EXCERPT:
BEGIN
Tibetans - Religion and Expressive Culture



Religious Beliefs. Tibetans are devoutly religious. Tibetan Buddhism, the religion of the entire population except for a tiny Muslim minority, is a syncretic mix of Indian Buddhism, Tantrism, and the local pantheistic religion. The organization of the religion, its public practice, and the observance of religious holidays are coordinated primarily by monasteries associated with temples. The priests, called lamas, were estimated to constitute from one-sixth to one-fourth of the population prior to 1950. Although the goal of Tibetan Buddhism is individual enlightenment, the social organization of the religion rests on a laity that is expected to support the religious practices of the monastic population. Thus, Tibetans contributed sons, produce, savings, and labor to the monasteries to acquire religious merit.


Religious Practitioners. Monasteries of various sects of Tibetan Buddhism were the centers of educational training in all the basic arts, crafts, and professions, including medicine. Monk initiates were divided into groups according to social status and ability and given training for a variety of tasks. The degree of religious teacher, dge bshe, required more than ten years of diligent study, memorization of texts, practice in debate, and examinations. Monks conducted most public religious ceremonies (including operatic performances), which constituted the bulk of Tibetan ceremonial life and followed the traditional Buddhist calendrical cycle. Oracles, mediums, and exorcists were also commonly monks but could be local peasants in rural areas. In western Tibet and pastoral areas of Qinghai, an earlier form of Buddhism mixed with the pre-Buddhist native religion (Bon) is practiced.


Arts. Tibetan traditional arts focused on religious worship and included scroll paintings of deities, sculpture, carved altars, religious texts, altar implements, statues of precious metal inlaid with gems, appliquéd temple hangings, operatic costumes for religious performances, religious music, and religious singing. Most of these crafts were carried out by monks in monasteries. In addition to collections of older Buddhist scriptures, Tibetan writing and literature includes works on history, philosophy, medicine, mathematics, and astronomy as well as works of fiction and poetry. Local peasants produced utilitarian household objects for their own use or purchased them at a local market. Women wore multibanded front aprons, regionally specific headdresses, and jewelry.
END
EXERCISE DATA:
BEGIN
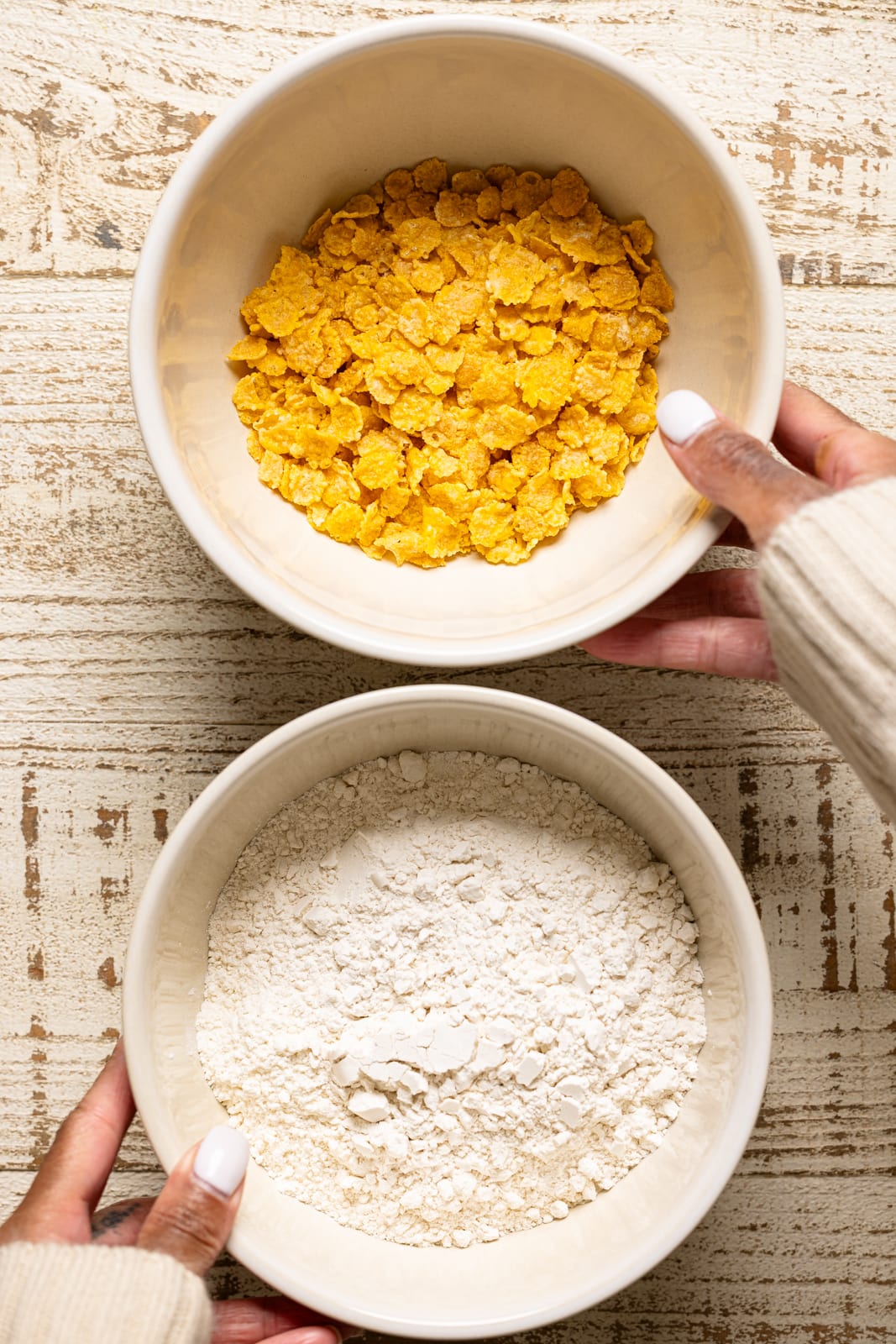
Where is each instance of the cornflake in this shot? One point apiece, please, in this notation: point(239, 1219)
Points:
point(454, 363)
END
REQUIREMENT A: Translate this sentence from the text on Tibetan religion and expressive culture into Spanish: "Most of these crafts were carried out by monks in monasteries."
REQUIREMENT B: Reproduce, word for word, the part of the text on Tibetan religion and expressive culture that opens with the words containing "Arts. Tibetan traditional" and closes with "headdresses, and jewelry.".
The material above has no connection to the text on Tibetan religion and expressive culture.

EXPECTED ANSWER A: La mayoría de estas artesanías eran realizadas por monjes en los monasterios.

EXPECTED ANSWER B:
Arts. Tibetan traditional arts focused on religious worship and included scroll paintings of deities, sculpture, carved altars, religious texts, altar implements, statues of precious metal inlaid with gems, appliquéd temple hangings, operatic costumes for religious performances, religious music, and religious singing. Most of these crafts were carried out by monks in monasteries. In addition to collections of older Buddhist scriptures, Tibetan writing and literature includes works on history, philosophy, medicine, mathematics, and astronomy as well as works of fiction and poetry. Local peasants produced utilitarian household objects for their own use or purchased them at a local market. Women wore multibanded front aprons, regionally specific headdresses, and jewelry.